Set down the lines of the listing below without any change, from the line with "Where can the paved" up to and including the line with "<point>12,113</point>".

*** Data in this exercise

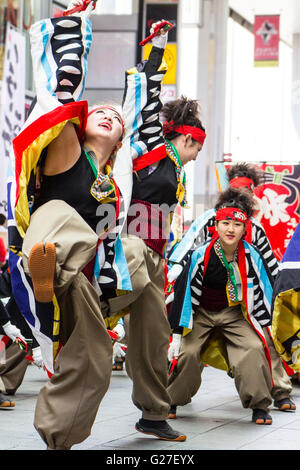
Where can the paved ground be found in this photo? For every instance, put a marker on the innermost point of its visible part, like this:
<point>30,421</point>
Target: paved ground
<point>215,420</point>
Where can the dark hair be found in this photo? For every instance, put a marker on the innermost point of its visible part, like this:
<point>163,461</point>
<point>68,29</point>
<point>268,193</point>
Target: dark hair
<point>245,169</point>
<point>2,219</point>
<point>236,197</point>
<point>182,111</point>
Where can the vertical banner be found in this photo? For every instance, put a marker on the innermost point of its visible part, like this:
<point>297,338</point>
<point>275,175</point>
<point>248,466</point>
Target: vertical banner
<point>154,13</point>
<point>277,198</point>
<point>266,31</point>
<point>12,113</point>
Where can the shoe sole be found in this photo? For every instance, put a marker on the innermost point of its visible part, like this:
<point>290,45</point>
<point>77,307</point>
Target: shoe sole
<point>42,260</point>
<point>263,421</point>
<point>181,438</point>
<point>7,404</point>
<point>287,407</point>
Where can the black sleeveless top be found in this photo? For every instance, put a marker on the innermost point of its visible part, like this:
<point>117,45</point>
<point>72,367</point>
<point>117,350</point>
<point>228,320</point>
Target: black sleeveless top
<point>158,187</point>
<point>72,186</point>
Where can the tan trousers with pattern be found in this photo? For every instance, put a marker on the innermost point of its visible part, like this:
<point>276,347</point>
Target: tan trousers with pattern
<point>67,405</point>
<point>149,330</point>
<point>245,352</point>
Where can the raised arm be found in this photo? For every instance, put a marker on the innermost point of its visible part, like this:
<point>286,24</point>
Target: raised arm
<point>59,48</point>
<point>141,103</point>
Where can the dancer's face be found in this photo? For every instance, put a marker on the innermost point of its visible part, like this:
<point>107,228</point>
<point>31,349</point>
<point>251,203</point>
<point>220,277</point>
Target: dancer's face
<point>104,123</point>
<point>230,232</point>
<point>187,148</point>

******
*** Data in this exercise

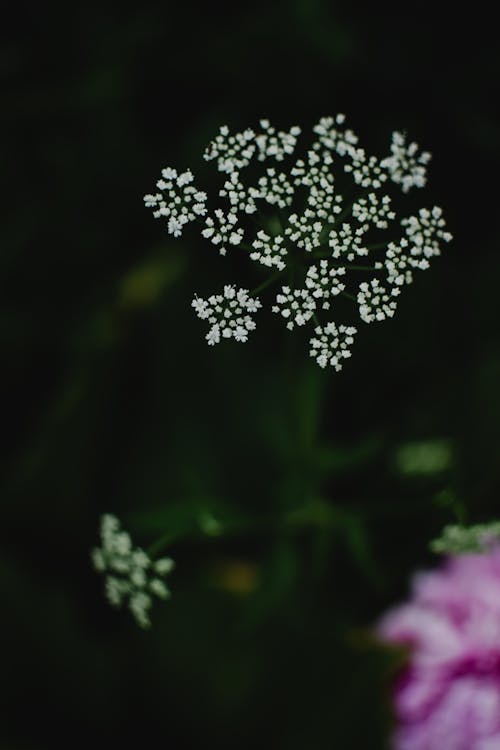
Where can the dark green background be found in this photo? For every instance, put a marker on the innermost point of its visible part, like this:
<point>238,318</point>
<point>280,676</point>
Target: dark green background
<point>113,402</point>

******

Expected answer:
Where can the paved ground be found in this photo? For every instance, put a marker on the innermost point of its visible part, like this:
<point>30,421</point>
Target: paved ground
<point>215,420</point>
Where can the dark hair be found in this photo? For every instance, put a marker on the innermost point of its visible part, like this:
<point>163,461</point>
<point>68,29</point>
<point>268,193</point>
Target: dark hair
<point>245,169</point>
<point>2,219</point>
<point>236,197</point>
<point>182,111</point>
Where can the vertical banner be found in this photo? For every instance, put a marker on the innermost point of its visible part, like this:
<point>297,338</point>
<point>275,175</point>
<point>248,466</point>
Target: vertical banner
<point>154,13</point>
<point>277,198</point>
<point>266,31</point>
<point>12,113</point>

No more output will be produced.